**Written exercise:** Copy every row below word for word, omitting the pictures.

**Data rows:**

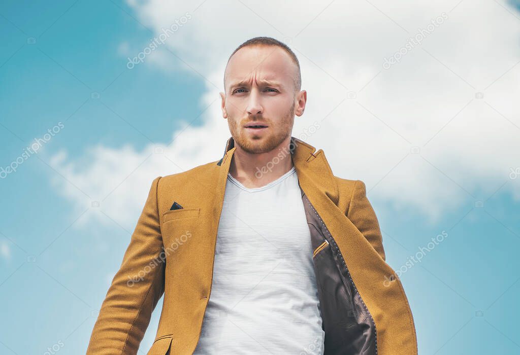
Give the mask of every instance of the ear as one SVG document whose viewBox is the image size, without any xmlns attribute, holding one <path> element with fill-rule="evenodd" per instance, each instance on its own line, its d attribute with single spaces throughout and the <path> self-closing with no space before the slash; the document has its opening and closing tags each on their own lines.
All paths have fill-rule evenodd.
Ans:
<svg viewBox="0 0 520 355">
<path fill-rule="evenodd" d="M 303 111 L 305 110 L 305 104 L 307 103 L 307 91 L 302 90 L 296 94 L 295 100 L 296 106 L 294 110 L 294 114 L 300 117 L 303 114 Z"/>
<path fill-rule="evenodd" d="M 220 92 L 220 94 L 222 100 L 220 108 L 222 109 L 222 117 L 224 118 L 227 118 L 227 111 L 226 111 L 226 94 L 222 91 Z"/>
</svg>

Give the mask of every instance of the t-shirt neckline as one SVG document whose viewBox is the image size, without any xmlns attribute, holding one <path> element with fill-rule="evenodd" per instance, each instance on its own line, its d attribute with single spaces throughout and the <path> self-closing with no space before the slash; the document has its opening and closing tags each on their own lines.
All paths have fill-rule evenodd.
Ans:
<svg viewBox="0 0 520 355">
<path fill-rule="evenodd" d="M 280 183 L 283 180 L 285 180 L 287 178 L 289 177 L 289 175 L 292 175 L 293 173 L 295 172 L 296 172 L 296 167 L 293 166 L 293 167 L 291 168 L 291 170 L 289 170 L 287 172 L 286 172 L 285 174 L 278 178 L 276 180 L 274 180 L 273 181 L 271 181 L 267 185 L 264 185 L 263 186 L 260 186 L 259 187 L 246 187 L 243 185 L 242 185 L 240 181 L 239 181 L 236 179 L 233 178 L 230 173 L 228 173 L 228 180 L 229 180 L 235 185 L 237 185 L 237 186 L 238 186 L 243 190 L 245 190 L 249 192 L 256 192 L 258 191 L 262 191 L 263 190 L 269 188 L 269 187 L 271 187 L 275 185 Z"/>
</svg>

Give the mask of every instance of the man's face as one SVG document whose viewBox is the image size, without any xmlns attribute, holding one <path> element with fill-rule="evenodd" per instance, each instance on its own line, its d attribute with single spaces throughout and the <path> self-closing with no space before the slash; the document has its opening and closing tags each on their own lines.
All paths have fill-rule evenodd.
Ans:
<svg viewBox="0 0 520 355">
<path fill-rule="evenodd" d="M 220 95 L 223 116 L 236 145 L 251 154 L 262 153 L 291 136 L 297 70 L 278 47 L 245 47 L 233 55 L 224 74 L 225 96 Z M 248 127 L 253 124 L 265 127 Z"/>
</svg>

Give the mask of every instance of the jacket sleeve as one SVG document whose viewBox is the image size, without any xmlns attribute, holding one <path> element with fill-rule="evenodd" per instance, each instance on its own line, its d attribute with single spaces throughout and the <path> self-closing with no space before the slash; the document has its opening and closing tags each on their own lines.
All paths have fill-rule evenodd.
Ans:
<svg viewBox="0 0 520 355">
<path fill-rule="evenodd" d="M 137 354 L 152 311 L 164 293 L 164 249 L 157 203 L 161 177 L 152 183 L 121 267 L 101 305 L 87 355 Z"/>
<path fill-rule="evenodd" d="M 356 180 L 354 184 L 347 217 L 386 261 L 379 222 L 374 209 L 367 198 L 365 183 L 361 180 Z"/>
</svg>

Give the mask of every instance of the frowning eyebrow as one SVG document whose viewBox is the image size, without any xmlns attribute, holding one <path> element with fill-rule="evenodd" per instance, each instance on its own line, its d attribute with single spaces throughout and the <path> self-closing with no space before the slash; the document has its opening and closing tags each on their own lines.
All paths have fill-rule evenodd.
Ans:
<svg viewBox="0 0 520 355">
<path fill-rule="evenodd" d="M 282 86 L 280 83 L 271 80 L 256 80 L 256 83 L 259 86 L 280 87 Z M 241 87 L 242 86 L 249 87 L 249 82 L 248 80 L 242 80 L 237 83 L 231 83 L 229 88 L 231 90 L 232 90 L 235 88 Z"/>
</svg>

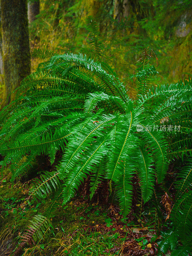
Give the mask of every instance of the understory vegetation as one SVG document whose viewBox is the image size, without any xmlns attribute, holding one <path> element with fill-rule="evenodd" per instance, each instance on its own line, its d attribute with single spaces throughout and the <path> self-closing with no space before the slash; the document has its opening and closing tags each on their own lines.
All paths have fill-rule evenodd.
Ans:
<svg viewBox="0 0 192 256">
<path fill-rule="evenodd" d="M 0 254 L 191 255 L 191 4 L 49 2 L 0 112 Z"/>
<path fill-rule="evenodd" d="M 27 179 L 19 187 L 27 195 L 25 199 L 18 198 L 21 189 L 9 197 L 7 187 L 2 199 L 2 214 L 5 219 L 10 218 L 11 209 L 17 216 L 15 227 L 18 220 L 20 223 L 34 216 L 13 244 L 13 255 L 20 255 L 28 244 L 35 247 L 23 255 L 44 249 L 45 253 L 48 244 L 41 242 L 54 236 L 56 229 L 52 252 L 58 254 L 54 255 L 61 251 L 76 255 L 78 250 L 85 255 L 91 251 L 99 255 L 95 252 L 100 254 L 100 250 L 103 255 L 115 255 L 116 251 L 116 255 L 139 251 L 154 255 L 157 242 L 159 253 L 190 253 L 191 81 L 153 85 L 153 76 L 158 74 L 151 64 L 155 55 L 147 48 L 137 72 L 129 78 L 138 81 L 133 100 L 107 64 L 81 53 L 54 55 L 37 50 L 33 54 L 45 62 L 23 81 L 14 92 L 15 100 L 1 112 L 0 153 L 4 156 L 1 172 L 5 178 L 2 184 L 8 181 L 4 174 L 8 164 L 13 190 L 21 176 L 29 173 L 36 177 L 30 185 Z M 1 187 L 4 191 L 4 186 Z M 108 212 L 102 203 L 110 205 Z M 64 215 L 60 220 L 58 211 Z M 89 214 L 85 217 L 84 212 Z M 70 223 L 74 217 L 80 225 L 74 234 L 63 229 L 70 229 L 69 223 L 57 229 L 58 219 L 61 223 L 69 218 L 66 223 Z M 6 234 L 9 228 L 4 228 Z M 133 248 L 130 235 L 134 230 Z M 73 242 L 68 240 L 70 237 Z M 126 240 L 128 237 L 131 240 Z M 103 241 L 102 249 L 97 249 L 96 243 Z M 76 246 L 73 251 L 74 243 L 80 248 Z"/>
</svg>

**Response for this exercise:**
Give the mask of every instance of the ear as one SVG document whose viewBox is the image size, without any xmlns attribute, holding one <path> element with fill-rule="evenodd" per instance, each instance on its own line, its d attribute with single spaces throughout and the <path> self-closing with no space before the slash; the document has its opening and closing tags each on their own lines.
All paths have fill-rule evenodd.
Ans:
<svg viewBox="0 0 520 355">
<path fill-rule="evenodd" d="M 303 111 L 305 110 L 305 104 L 307 103 L 307 91 L 302 90 L 296 94 L 295 100 L 296 106 L 294 110 L 294 114 L 300 117 L 303 114 Z"/>
<path fill-rule="evenodd" d="M 220 92 L 220 94 L 222 100 L 220 108 L 222 109 L 222 117 L 224 118 L 227 118 L 227 111 L 226 111 L 226 94 L 222 91 Z"/>
</svg>

Give the mask of every instance of the t-shirt neckline as one SVG document whose viewBox is the image size, without any xmlns attribute, holding one <path> element with fill-rule="evenodd" per instance, each instance on its own line, its d attribute with single spaces throughout and the <path> self-closing with no space before the slash; the document has its opening and closing tags each on their own lines.
All paths have fill-rule evenodd.
Ans:
<svg viewBox="0 0 520 355">
<path fill-rule="evenodd" d="M 280 183 L 283 180 L 285 180 L 287 178 L 289 177 L 289 175 L 292 175 L 293 173 L 295 172 L 296 172 L 296 167 L 293 166 L 293 167 L 291 168 L 291 170 L 289 170 L 287 172 L 286 172 L 285 174 L 278 178 L 276 180 L 274 180 L 273 181 L 271 181 L 267 185 L 264 185 L 263 186 L 260 186 L 259 187 L 246 187 L 243 185 L 242 185 L 240 181 L 239 181 L 236 179 L 233 178 L 230 173 L 228 173 L 228 180 L 229 180 L 235 185 L 237 185 L 237 186 L 238 186 L 243 190 L 245 190 L 249 192 L 256 192 L 258 191 L 262 191 L 263 190 L 269 188 L 269 187 L 271 187 L 275 185 Z"/>
</svg>

Give the mask of every instance of the man's face as one SVG document whose viewBox is the image size, without any xmlns attribute, holding one <path> element with fill-rule="evenodd" per instance, each instance on its own line, its d attribute with single spaces throughout and the <path> self-closing with no space before the slash; the document has its opening and closing tags each on their own lines.
All paths have fill-rule evenodd.
Ans:
<svg viewBox="0 0 520 355">
<path fill-rule="evenodd" d="M 220 95 L 223 116 L 236 145 L 251 154 L 262 153 L 291 136 L 297 70 L 278 47 L 245 47 L 233 55 L 224 74 L 225 96 Z M 248 127 L 253 124 L 265 127 Z"/>
</svg>

Give the mask of every instance of the jacket sleeve as one SVG document whose viewBox is the image size, without any xmlns attribute, holding one <path> element with fill-rule="evenodd" per instance, each instance on its own line, its d attribute with single spaces throughout and the <path> self-closing with no space before the slash; the document has its opening and closing tags each on their own lines.
All paths have fill-rule evenodd.
Ans:
<svg viewBox="0 0 520 355">
<path fill-rule="evenodd" d="M 137 354 L 152 311 L 164 293 L 164 249 L 157 203 L 161 177 L 152 183 L 121 267 L 101 305 L 87 355 Z"/>
<path fill-rule="evenodd" d="M 356 180 L 354 184 L 347 217 L 386 261 L 379 222 L 374 209 L 367 198 L 365 183 L 361 180 Z"/>
</svg>

Give the mask of every instance of the frowning eyebrow as one SVG document whose viewBox is the image size, without any xmlns attribute, holding one <path> element with fill-rule="evenodd" per instance, each instance on its own line, its d attribute with single spaces throughout and the <path> self-closing with no space before the slash; the document has its opening and closing tags each on their own lines.
All paths have fill-rule evenodd.
Ans:
<svg viewBox="0 0 520 355">
<path fill-rule="evenodd" d="M 282 86 L 280 83 L 271 80 L 256 80 L 256 83 L 259 86 L 280 87 Z M 241 87 L 242 86 L 249 87 L 249 82 L 248 80 L 242 80 L 237 83 L 231 83 L 229 88 L 231 90 L 232 90 L 235 88 Z"/>
</svg>

Give the mask of every instance of the understory vegetation as one SVG document whose viewBox is the image size, without any xmlns attribute, holding one <path> element with fill-rule="evenodd" per instance, each instance on its own line, its d attribute with single spaces throughout and the <path> self-closing with no space before the slash; the document has its opening and closing tags each on their own lines.
All paths have fill-rule evenodd.
Ans:
<svg viewBox="0 0 192 256">
<path fill-rule="evenodd" d="M 0 254 L 191 255 L 191 4 L 49 2 L 0 112 Z"/>
<path fill-rule="evenodd" d="M 27 179 L 19 187 L 27 195 L 25 199 L 18 198 L 21 189 L 9 197 L 7 187 L 2 199 L 2 214 L 5 219 L 10 218 L 11 209 L 17 216 L 15 227 L 18 220 L 20 223 L 34 216 L 13 244 L 13 255 L 20 255 L 28 244 L 35 247 L 23 255 L 44 249 L 45 253 L 48 244 L 41 242 L 54 236 L 56 229 L 52 252 L 58 254 L 54 255 L 61 251 L 76 255 L 78 250 L 85 255 L 91 251 L 99 255 L 95 252 L 100 254 L 100 250 L 103 255 L 115 255 L 116 251 L 116 255 L 139 251 L 154 255 L 157 242 L 159 253 L 190 253 L 191 81 L 153 85 L 153 76 L 158 74 L 151 64 L 155 55 L 147 48 L 137 72 L 129 78 L 138 81 L 133 100 L 107 64 L 81 53 L 54 55 L 37 50 L 33 54 L 45 62 L 23 81 L 14 92 L 15 100 L 1 112 L 0 153 L 4 156 L 1 172 L 5 178 L 2 184 L 8 181 L 4 174 L 8 164 L 13 190 L 21 176 L 29 173 L 36 177 L 30 185 Z M 1 187 L 4 191 L 4 186 Z M 108 212 L 102 203 L 110 205 Z M 64 215 L 60 220 L 58 211 Z M 89 214 L 85 217 L 84 212 Z M 70 223 L 74 217 L 80 225 L 74 234 L 63 229 L 70 229 L 69 223 L 57 229 L 58 219 L 61 223 L 69 218 L 66 223 Z M 6 234 L 9 228 L 4 228 Z M 133 248 L 130 235 L 134 230 Z M 73 242 L 68 240 L 70 237 Z M 126 240 L 128 237 L 131 240 Z M 103 241 L 102 249 L 97 249 L 96 243 Z M 76 246 L 73 251 L 74 243 L 80 248 Z"/>
</svg>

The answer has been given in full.